== SOURCE TEXT ==
New Mexico Gross Receipts Tax Ruling Addresses Transactions with the Federal Government
April 30, 2025
By: Michael Colavito, SALT Director
At a glance:
- The main takeaway: A New Mexico ruling sheds light on the state’s application of its Gross Receipts Tax to transactions involving the provision of services by a prime and subcontractor to the federal government.
- Assess the impact: It’s important for government contractors to understand their state tax compliance obligations when venturing into new states.
- Take the next step: Aprio’s State and Local Tax (SALT) team can advise government contractors on unique state tax regimes and how they may impact their business.
Schedule a free consultation today to learn more!
The full story
Government contractors, especially those that mainly provide services, can often be lulled into a false sense of security when it comes to state sales and use taxes. This is because in most states, sales to the federal government (and typically to the state government as well) are exempt from sales tax. Further, there is a reasonable chance that the services a government contractor provides are not subject to sales tax regardless of whether those services are sold to a tax-exempt customer. However, not all transactions with the federal government are exempt, and it is important to understand how these transactions will be treated by the states.
A recently-issued ruling in New Mexico provides some insight into the treatment of service receipts generated by government contractors under the state’s Gross Receipts Tax (GRT), and it also serves as a reminder to government contractors about some of the unique aspects of the GRT. Although the GRT does have some similar features of a typical sales tax, there are three unique aspects of the tax that can catch government contractors off-guard.
- First, unlike most states that impose sales tax on a limited number of services, the GRT is generally imposed on services unless there is a specific exemption for the services at issue.
- Second, the tax is imposed on the seller’s gross receipts and not on the transaction itself (although sellers are allowed to pass along the tax to the customer)[1]
- Third, receipts from the sale of services to the federal government are not exempt from the tax.

== GIVEN INSTRUCTION 1 ==
Copy the part of the New Mexico tax ruling article starting with "- Take the next" and going on through "by the states.".
== GIVEN INSTRUCTION 2 ==
Proceed with the article on New Mexico's Gross Receipts Tax from where it stops, after the point about receipts from the sale of services to the federal government.

== Excerpts of pointing data ==
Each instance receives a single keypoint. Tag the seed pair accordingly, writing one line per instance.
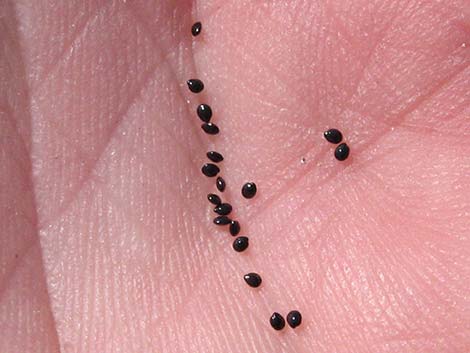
(203, 111)
(294, 319)
(335, 136)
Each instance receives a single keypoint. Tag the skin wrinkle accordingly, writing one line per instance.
(49, 339)
(121, 117)
(67, 51)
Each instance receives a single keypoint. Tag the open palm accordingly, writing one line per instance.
(107, 243)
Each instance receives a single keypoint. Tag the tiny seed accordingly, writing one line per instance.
(214, 156)
(249, 190)
(240, 244)
(210, 128)
(342, 152)
(223, 209)
(204, 112)
(277, 321)
(220, 183)
(294, 318)
(195, 85)
(333, 136)
(222, 220)
(253, 279)
(234, 228)
(196, 29)
(214, 199)
(210, 170)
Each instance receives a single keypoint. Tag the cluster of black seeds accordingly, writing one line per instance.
(248, 191)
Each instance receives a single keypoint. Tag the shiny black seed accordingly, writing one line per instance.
(220, 183)
(196, 29)
(204, 112)
(234, 228)
(240, 244)
(294, 318)
(277, 321)
(195, 85)
(210, 170)
(223, 209)
(333, 136)
(249, 190)
(214, 156)
(214, 199)
(210, 128)
(222, 220)
(342, 152)
(253, 279)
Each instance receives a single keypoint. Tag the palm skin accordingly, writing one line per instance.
(107, 243)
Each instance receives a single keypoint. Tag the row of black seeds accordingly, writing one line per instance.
(249, 189)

== ANSWER 1 ==
- Take the next step: Aprio’s State and Local Tax (SALT) team can advise government contractors on unique state tax regimes and how they may impact their business.
Schedule a free consultation today to learn more!
The full story
Government contractors, especially those that mainly provide services, can often be lulled into a false sense of security when it comes to state sales and use taxes. This is because in most states, sales to the federal government (and typically to the state government as well) are exempt from sales tax. Further, there is a reasonable chance that the services a government contractor provides are not subject to sales tax regardless of whether those services are sold to a tax-exempt customer. However, not all transactions with the federal government are exempt, and it is important to understand how these transactions will be treated by the states.

== ANSWER 2 ==
A closer look at the case
In the ruling, the New Mexico Taxation and Revenue Department (the Department) addressed how the sale for resale exemption and out-of-state deduction applied to the gross receipts of a prime contractor and subcontractor. A federal agency in Maryland engaged a prime contractor to perform services related to the operation of a database system. The prime contractor engaged a subcontractor to provide support during the performance of its contract. All services related to the contract were performed from within New Mexico, and the delivery of the services was to the federal agency in Maryland.
The taxpayer requested that the Department address the following two issues:
- Whether the subcontractor may claim the deduction for its receipts being from services sold for resale, as the prime contractor resold the subcontractor’s services to the federal agency.
- Whether the prime contractor’s receipts were also not taxable pursuant to the deduction for receipts from performing services in New Mexico when the product of the service is neither delivered to nor initially used by the buyer in New Mexico.
Both the prime and subcontractor obtained the result for which they were hoping – i.e., that their receipts related to the services performed for the federal agency in Maryland were not subject to the GRT. However, the Department reached its conclusion on different grounds from which the taxpayer appeared to expect.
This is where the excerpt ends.